Your objective —
Print the data below exactly as it stands, and keep the pictures out.

=== Begin Enclosure ===

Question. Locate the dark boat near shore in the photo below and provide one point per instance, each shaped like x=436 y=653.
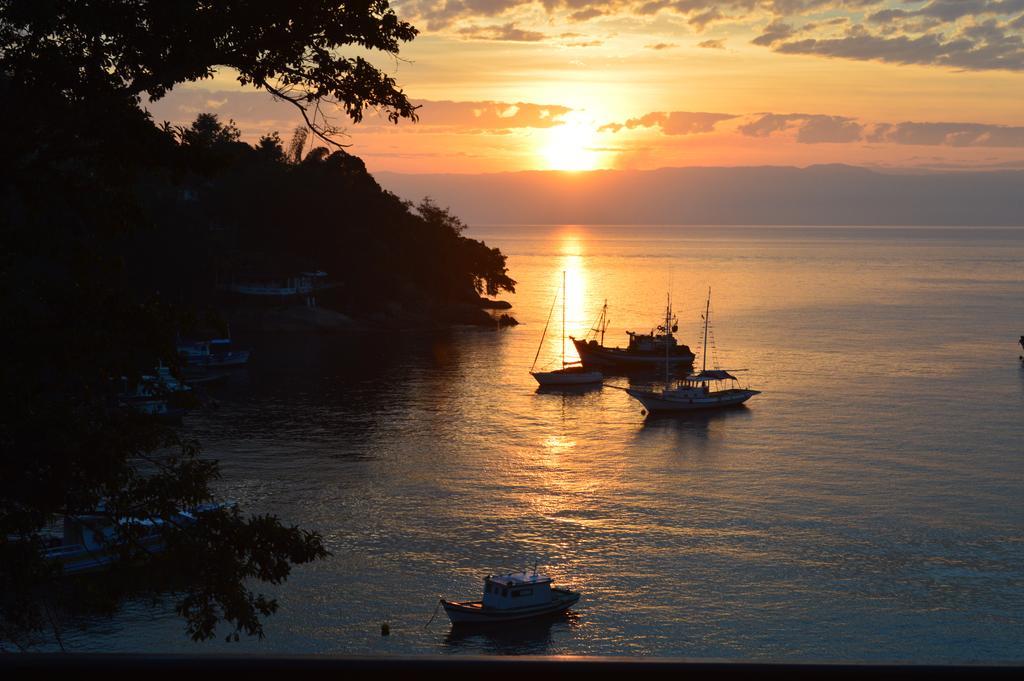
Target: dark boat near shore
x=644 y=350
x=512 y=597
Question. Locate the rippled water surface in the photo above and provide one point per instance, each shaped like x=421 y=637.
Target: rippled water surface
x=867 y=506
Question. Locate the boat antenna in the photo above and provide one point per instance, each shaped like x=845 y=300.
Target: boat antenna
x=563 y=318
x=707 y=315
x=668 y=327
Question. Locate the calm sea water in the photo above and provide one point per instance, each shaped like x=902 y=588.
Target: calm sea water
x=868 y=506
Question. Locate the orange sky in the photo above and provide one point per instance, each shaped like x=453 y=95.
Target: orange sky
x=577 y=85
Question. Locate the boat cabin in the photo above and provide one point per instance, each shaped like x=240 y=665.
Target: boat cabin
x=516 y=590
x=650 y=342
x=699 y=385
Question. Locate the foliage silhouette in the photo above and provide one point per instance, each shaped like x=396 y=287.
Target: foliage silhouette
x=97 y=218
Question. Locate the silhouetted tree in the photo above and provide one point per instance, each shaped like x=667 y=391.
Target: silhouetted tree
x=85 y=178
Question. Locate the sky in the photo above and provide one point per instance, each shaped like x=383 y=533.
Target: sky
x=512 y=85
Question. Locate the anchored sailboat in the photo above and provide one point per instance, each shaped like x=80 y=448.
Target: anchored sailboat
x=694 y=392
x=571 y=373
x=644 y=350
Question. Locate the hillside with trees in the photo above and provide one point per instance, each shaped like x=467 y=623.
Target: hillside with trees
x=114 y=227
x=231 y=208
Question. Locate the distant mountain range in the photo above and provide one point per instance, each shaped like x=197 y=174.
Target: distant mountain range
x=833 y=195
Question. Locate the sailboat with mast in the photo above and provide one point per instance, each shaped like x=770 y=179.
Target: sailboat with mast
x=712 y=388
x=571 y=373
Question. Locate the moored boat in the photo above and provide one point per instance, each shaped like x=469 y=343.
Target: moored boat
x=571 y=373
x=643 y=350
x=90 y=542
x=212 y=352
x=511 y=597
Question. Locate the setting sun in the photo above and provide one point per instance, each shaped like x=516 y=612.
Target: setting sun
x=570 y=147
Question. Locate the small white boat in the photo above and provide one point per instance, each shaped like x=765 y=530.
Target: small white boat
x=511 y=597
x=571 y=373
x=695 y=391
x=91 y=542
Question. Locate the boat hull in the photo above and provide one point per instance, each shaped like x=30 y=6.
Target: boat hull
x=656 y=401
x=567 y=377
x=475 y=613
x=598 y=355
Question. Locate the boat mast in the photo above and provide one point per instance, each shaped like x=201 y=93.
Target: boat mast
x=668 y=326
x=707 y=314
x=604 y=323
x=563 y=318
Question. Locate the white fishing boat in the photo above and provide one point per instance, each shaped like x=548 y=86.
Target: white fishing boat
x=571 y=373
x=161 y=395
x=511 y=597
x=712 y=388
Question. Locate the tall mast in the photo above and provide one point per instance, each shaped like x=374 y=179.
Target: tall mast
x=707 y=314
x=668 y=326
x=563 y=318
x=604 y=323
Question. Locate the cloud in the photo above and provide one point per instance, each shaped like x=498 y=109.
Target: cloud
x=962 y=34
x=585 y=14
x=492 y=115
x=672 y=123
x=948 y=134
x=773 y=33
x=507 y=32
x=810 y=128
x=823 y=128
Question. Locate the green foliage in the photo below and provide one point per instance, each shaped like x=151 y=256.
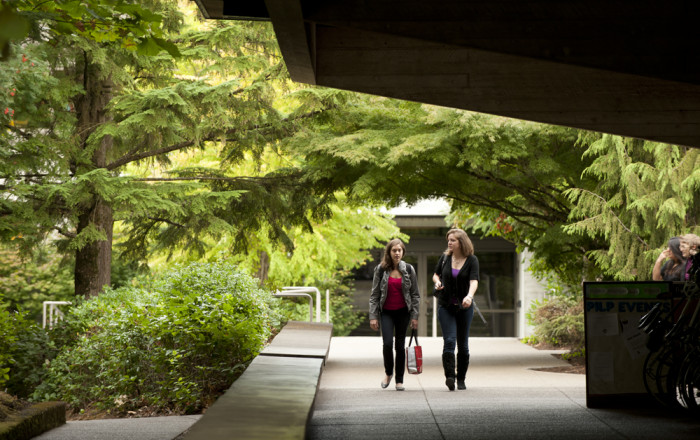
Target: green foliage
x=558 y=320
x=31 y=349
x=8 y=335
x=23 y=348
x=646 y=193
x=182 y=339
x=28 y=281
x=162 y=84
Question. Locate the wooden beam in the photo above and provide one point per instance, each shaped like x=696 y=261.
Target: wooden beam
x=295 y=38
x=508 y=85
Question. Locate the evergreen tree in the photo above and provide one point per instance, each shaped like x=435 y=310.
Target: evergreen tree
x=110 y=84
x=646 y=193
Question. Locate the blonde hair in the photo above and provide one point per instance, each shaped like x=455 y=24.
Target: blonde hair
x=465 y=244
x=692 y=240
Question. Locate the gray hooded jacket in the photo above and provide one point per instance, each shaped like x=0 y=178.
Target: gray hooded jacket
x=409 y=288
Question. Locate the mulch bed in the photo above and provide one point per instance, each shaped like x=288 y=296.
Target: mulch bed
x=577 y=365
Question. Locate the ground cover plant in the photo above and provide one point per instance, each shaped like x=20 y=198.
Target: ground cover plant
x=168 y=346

=== End Enclosure ===

The answer —
Question. Locate the dark boat near shore in the photo below and provide one point per instance, each shaped like x=436 y=653.
Target: dark boat near shore
x=644 y=350
x=512 y=597
Question. Locate the rippled water surface in the photo above and provide one point per instance, each shaped like x=421 y=637.
Target: rippled water surface
x=867 y=506
Question. Locate the boat antenna in the photo above and provide one point per instance, each shaped like x=845 y=300.
Target: boat antenna
x=563 y=318
x=707 y=315
x=668 y=327
Question. Locate the calm sea water in the photo above and provide one point per instance, each shaped like x=902 y=588.
Target: calm sea water
x=868 y=506
Question. Locate the orange sky in the photo above and provide one point per instance, each shaped like x=453 y=95.
Target: orange sky
x=577 y=85
Question. Locate the boat cabin in the photo above and provide one point per instance, each shaped like x=240 y=665.
Target: boat cabin
x=516 y=590
x=650 y=342
x=699 y=385
Question. Locate the foliage silhouette in the photo above and provide one point per instance, each shaped like x=396 y=287.
Target: foliage silhouette
x=97 y=218
Question. Locate the silhouetted tree in the photo above and provide one point per instance, each shaped like x=667 y=391.
Target: silhouetted tree
x=85 y=178
Question. Locate the sky in the photo above and provide one point per instance, each shaped like x=383 y=533.
Target: sky
x=512 y=85
Question. Locate the anchored sailboat in the photo above and provide one point per instance, each shaped like x=80 y=448.
Target: anchored sailboat
x=694 y=392
x=571 y=373
x=644 y=350
Question. Locate the hillside with trees in the photo above and provide one point per instance, each shaped like x=467 y=623.
Target: hillside with trees
x=114 y=227
x=231 y=208
Question. Locate the distant mountain range in the photo above and provide one point per instance, each shaped like x=197 y=174.
Target: distant mountain range
x=833 y=195
Question. Locate the sailboat with mast in the photo above and provide one point per instance, each shaped like x=770 y=179.
Target: sailboat with mast
x=712 y=388
x=571 y=373
Question. Locate the moored boat in the photo above and provide one point per instance, each shaped like x=469 y=343.
Target: moored boat
x=571 y=373
x=643 y=350
x=90 y=542
x=212 y=352
x=511 y=597
Question. Locate the setting sun in the photo above and provide one point per instance, each shaped like x=516 y=612.
Target: setting sun
x=570 y=147
Question. Locate the small white boat in the photo above and provide one point per instance, each shaped like x=765 y=530.
Target: small white boat
x=511 y=597
x=571 y=373
x=695 y=391
x=91 y=542
Question. Locate the boat hull in the photo above and provide one point per instance, each shaped like x=30 y=6.
Target: boat hull
x=656 y=401
x=567 y=377
x=475 y=613
x=598 y=355
Question. Locate the boat mast in the photo above and provide one point per instance, each shaped like x=201 y=93.
Target: boat mast
x=668 y=326
x=707 y=314
x=604 y=323
x=563 y=318
Question. Locate the white fishing boat in the photo above and provide one point per instance, each shaped like x=548 y=86.
Target: white fishing boat
x=571 y=373
x=161 y=395
x=511 y=597
x=712 y=388
Question. Locate the tall mast in the photo above and provide one point per instance, each shaped like x=374 y=179.
Target: tall mast
x=707 y=314
x=668 y=326
x=563 y=318
x=604 y=323
Question. Locate the cloud in the photo above and provide one point per instance, each shaped like x=498 y=109.
Target: cloud
x=962 y=34
x=585 y=14
x=492 y=115
x=672 y=123
x=948 y=134
x=773 y=33
x=507 y=32
x=810 y=128
x=823 y=128
Question. Locate the green foliage in the photo below and provide one point per instance, each shaped like x=151 y=256.
Target: green foliage
x=558 y=320
x=31 y=349
x=8 y=335
x=23 y=348
x=646 y=193
x=182 y=339
x=28 y=281
x=162 y=84
Question. Locate the wooden beam in the photo above and provide one point per instance, each shaped like x=696 y=261.
Target: wooden beam
x=295 y=38
x=508 y=85
Question. Locate the evergreen tree in the photo above and provide one point per instance, each shaped like x=435 y=310.
Target: evergreen tree
x=110 y=84
x=646 y=193
Question. Locate the blonde hair in the photo above and provide one point per instance, each shaped like x=455 y=24.
Target: blonde hair
x=465 y=244
x=692 y=240
Question. Locate the gray hooded jacket in the photo above and provide one point per instance, each shaped like x=0 y=178.
Target: gray hooded jacket
x=409 y=288
Question. Locate the mulch bed in the photo above and provide one point per instance, each shaped like x=288 y=296.
Target: mulch bed
x=577 y=365
Question. Locate the ground cover plant in the photo above and provide one point per instance, each shaped like x=20 y=198.
Target: ground cover plant
x=168 y=346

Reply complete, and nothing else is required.